PROBLEM TO WORK ON. Count the lines in the rows below that contain the word "green", and reply with that number alone.

DATA PROVIDED.
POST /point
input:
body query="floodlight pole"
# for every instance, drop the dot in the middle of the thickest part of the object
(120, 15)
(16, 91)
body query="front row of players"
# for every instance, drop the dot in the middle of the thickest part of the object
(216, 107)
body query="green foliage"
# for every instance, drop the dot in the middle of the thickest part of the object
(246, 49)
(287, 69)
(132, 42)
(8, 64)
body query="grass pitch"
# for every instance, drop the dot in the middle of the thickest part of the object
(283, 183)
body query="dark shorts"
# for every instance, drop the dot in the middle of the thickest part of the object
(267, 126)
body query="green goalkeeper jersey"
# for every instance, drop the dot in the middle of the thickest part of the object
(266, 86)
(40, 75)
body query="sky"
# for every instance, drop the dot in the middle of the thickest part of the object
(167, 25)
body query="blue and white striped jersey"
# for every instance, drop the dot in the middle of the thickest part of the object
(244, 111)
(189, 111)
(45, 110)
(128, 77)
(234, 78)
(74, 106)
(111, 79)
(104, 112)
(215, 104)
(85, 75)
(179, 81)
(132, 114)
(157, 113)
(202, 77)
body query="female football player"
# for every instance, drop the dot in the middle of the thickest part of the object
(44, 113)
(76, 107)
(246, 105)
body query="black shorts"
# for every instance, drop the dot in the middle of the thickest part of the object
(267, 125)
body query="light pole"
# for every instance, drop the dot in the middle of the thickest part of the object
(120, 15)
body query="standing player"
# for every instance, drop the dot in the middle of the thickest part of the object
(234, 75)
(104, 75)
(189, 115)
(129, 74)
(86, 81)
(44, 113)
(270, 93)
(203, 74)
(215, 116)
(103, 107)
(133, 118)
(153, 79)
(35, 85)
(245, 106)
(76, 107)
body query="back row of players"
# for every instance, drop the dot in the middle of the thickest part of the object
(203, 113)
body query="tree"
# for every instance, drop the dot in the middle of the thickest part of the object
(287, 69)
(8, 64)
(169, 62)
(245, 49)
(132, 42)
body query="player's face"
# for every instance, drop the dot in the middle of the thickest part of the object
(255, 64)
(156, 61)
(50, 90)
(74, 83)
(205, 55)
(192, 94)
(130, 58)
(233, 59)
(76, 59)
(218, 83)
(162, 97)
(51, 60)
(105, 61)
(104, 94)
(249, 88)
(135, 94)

EXERCISE RESULT. 2